> Short exercise: Edit the material below by changing "safety barrier" to "guard railing" and keeping everything else the same. Omit the pictures from your answer.
======== Extracted information ========
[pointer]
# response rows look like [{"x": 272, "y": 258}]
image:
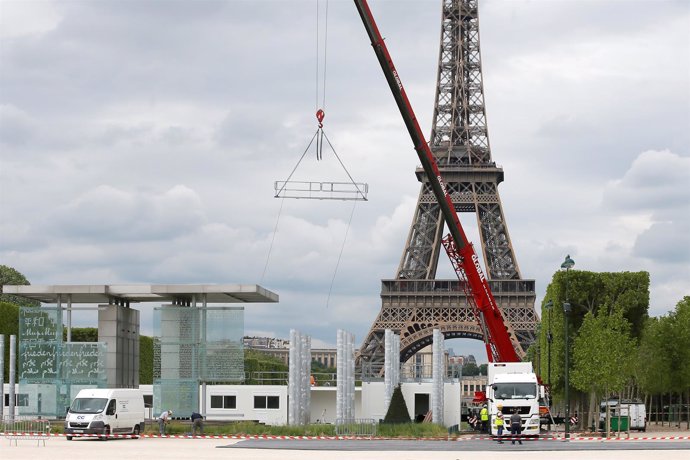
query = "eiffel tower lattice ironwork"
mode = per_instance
[{"x": 415, "y": 302}]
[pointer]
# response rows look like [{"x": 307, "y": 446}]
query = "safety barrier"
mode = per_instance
[
  {"x": 360, "y": 427},
  {"x": 25, "y": 427},
  {"x": 350, "y": 438}
]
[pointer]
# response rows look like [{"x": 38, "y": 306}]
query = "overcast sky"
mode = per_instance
[{"x": 140, "y": 140}]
========
> Exercise solution:
[pointer]
# response rows look like [{"x": 272, "y": 258}]
image:
query = "eiffel tower lattice ironwork"
mode = per_instance
[{"x": 415, "y": 302}]
[pointer]
# response rows look like [{"x": 307, "y": 446}]
query = "guard railing"
mode = per_instance
[
  {"x": 360, "y": 427},
  {"x": 25, "y": 427},
  {"x": 350, "y": 438}
]
[pointer]
# response rows look like [{"x": 38, "y": 306}]
query = "overcast sky"
mode = per_instance
[{"x": 140, "y": 140}]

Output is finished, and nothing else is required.